- **Texto mostrado**
-.-.-
Todos los días pensaba en arrancarme esa máscara, pero no podía; la chica a la que personificaba estaba en todas partes y me daba miedo que se hubiera convertido en una autómata.
Publiqué una foto de mí sentada al lado de una camiseta que decía: “The World Shook at Adam’s bar mitzvah, 1995” (el mundo se estremeció en el Bar Mitzvá de Adam, 1995) con un pie de foto ingenioso sobre los tiempos más sencillos, antes del calentamiento global. Una chica que me sigue, con quien he hablado unas cuantas veces, me dijo que era muy “mi marca”.
Mi marca, es decir: divertida, desenfadada, desapasionada, realista.
Soy como la directora ejecutiva de mi propia empresa, así que estoy familiarizada con mi marca, pero su éxito no me emociona tanto como antes. En lugar de sentirme validada con su comentario, me apachurró. Apenas conocía a esta chica y, sin embargo, ella ya me conocía, conocía mi “marca” y a mí me embargaba el deseo de decirle que era mentira, que tengo el corazón roto.
No puedo decir con seguridad que ser más honesta con mis amigos, hacer una extensión de mi “marca” para que incluyera algo de profundidad, romanticismo y dolor, hubiera ayudado. Lo que sí puedo afirmar es que aferrarme a la continuidad ha hecho que no me soporte y sienta escozor: es como si me hubiera pegado una máscara al rostro. Todos los días pensaba en arrancarme esa máscara, pero no podía; la chica a la que personificaba estaba en todas partes y me daba miedo que se hubiera convertido en una autómata.
-.-.-
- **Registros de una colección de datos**
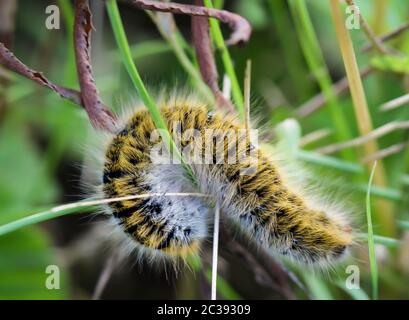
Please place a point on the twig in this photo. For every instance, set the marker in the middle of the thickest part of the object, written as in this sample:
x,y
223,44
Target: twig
x,y
7,20
105,275
373,135
10,61
202,43
99,116
240,26
395,103
376,43
215,251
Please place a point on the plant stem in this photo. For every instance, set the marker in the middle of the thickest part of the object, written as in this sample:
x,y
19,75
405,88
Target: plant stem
x,y
371,241
227,61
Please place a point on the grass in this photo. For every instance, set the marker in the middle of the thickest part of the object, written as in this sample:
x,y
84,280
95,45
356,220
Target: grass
x,y
306,36
371,241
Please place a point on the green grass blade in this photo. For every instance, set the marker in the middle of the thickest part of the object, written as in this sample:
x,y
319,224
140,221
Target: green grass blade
x,y
371,240
315,60
46,215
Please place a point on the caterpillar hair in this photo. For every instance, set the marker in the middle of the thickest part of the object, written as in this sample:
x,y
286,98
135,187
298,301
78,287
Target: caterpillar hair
x,y
254,194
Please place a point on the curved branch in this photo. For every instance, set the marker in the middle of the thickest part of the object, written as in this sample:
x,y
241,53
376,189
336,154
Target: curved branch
x,y
99,116
10,61
240,26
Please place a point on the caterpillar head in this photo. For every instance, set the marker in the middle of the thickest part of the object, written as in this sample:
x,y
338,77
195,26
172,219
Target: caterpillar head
x,y
313,237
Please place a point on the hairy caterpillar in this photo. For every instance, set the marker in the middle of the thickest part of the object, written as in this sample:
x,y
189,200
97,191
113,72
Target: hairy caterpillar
x,y
262,203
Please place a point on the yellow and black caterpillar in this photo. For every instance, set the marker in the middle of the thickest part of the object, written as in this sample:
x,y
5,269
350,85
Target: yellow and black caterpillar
x,y
264,206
-.-.-
- **Qué hacer**
Transcribe del texto sobre la marca personal el fragmento que va desde “Publiqué una foto” hasta “desenfadada, desapasionada, realista.”, ambos incluidos. Los datos no hacen falta para nada.

- **Resultado del ejercicio**
Publiqué una foto de mí sentada al lado de una camiseta que decía: “The World Shook at Adam’s bar mitzvah, 1995” (el mundo se estremeció en el Bar Mitzvá de Adam, 1995) con un pie de foto ingenioso sobre los tiempos más sencillos, antes del calentamiento global. Una chica que me sigue, con quien he hablado unas cuantas veces, me dijo que era muy “mi marca”.
Mi marca, es decir: divertida, desenfadada, desapasionada, realista.